§ **Exercise**
Can you output the lines of the records below as a JSON list of strings, one string per line, with blank lines omitted?

┌──

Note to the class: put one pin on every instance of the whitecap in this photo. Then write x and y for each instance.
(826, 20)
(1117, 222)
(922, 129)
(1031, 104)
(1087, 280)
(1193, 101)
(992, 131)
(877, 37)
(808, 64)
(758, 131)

└──

§ **Full solution**
[
  "Note to the class: put one pin on every instance of the whitecap in this photo. Then write x and y for each instance.",
  "(826, 20)",
  "(1117, 222)",
  "(922, 129)",
  "(1031, 104)",
  "(1087, 280)",
  "(1193, 101)",
  "(992, 131)",
  "(877, 37)",
  "(808, 64)",
  "(758, 131)"
]